= What to produce =
Copy the material from its beginning through the line containing "53 74 L 108", replacing "instance" with "occurrence" and changing nothing else. Leave out the pictures.

---------- Input rows ----------

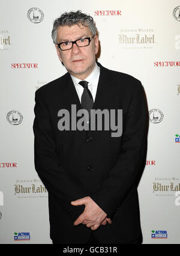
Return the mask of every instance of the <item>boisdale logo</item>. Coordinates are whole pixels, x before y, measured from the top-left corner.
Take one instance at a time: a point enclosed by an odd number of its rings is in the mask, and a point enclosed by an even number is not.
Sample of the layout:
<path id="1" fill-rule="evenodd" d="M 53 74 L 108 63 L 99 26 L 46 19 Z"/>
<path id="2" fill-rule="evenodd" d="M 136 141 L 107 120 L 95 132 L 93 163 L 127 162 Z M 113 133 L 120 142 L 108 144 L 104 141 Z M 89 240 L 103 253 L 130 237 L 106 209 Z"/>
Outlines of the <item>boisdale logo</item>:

----------

= Answer in full =
Return the mask of every occurrence of the <item>boisdale logo</item>. Coordinates are whole pixels, x before y, measured from the top-left corner.
Take one occurrence at a time: a point enclosed by an odd number of its rings is in the mask, and a point enclosed by an even number is not.
Sample of the layout:
<path id="1" fill-rule="evenodd" d="M 53 74 L 108 63 L 99 26 L 46 19 Z"/>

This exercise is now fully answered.